_Direction_: Please tally the lines in the items below that contain the word "patch". Reply with that number alone.

_Given data_:
* * * *
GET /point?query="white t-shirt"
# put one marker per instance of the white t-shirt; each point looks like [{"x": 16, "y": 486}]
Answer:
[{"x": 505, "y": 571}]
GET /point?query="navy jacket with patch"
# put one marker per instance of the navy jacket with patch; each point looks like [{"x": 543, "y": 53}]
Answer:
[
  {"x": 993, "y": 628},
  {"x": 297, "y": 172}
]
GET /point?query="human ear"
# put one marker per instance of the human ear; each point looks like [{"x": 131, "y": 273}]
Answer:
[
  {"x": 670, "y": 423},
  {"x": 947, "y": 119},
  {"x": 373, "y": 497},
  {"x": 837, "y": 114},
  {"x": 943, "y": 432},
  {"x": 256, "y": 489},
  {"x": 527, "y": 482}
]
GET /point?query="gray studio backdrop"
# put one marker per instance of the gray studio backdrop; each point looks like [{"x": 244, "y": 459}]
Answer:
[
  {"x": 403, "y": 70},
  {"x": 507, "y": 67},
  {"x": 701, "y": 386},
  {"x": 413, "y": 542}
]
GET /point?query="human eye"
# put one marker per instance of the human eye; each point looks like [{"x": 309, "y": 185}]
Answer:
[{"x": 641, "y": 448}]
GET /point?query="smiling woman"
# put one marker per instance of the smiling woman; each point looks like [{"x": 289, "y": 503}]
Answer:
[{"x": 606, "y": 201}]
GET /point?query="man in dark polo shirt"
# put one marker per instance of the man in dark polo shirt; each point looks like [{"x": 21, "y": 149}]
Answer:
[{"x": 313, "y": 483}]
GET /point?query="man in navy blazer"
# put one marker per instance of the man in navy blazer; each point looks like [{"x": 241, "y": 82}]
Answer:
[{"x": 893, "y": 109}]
* * * *
_Problem solution_: 2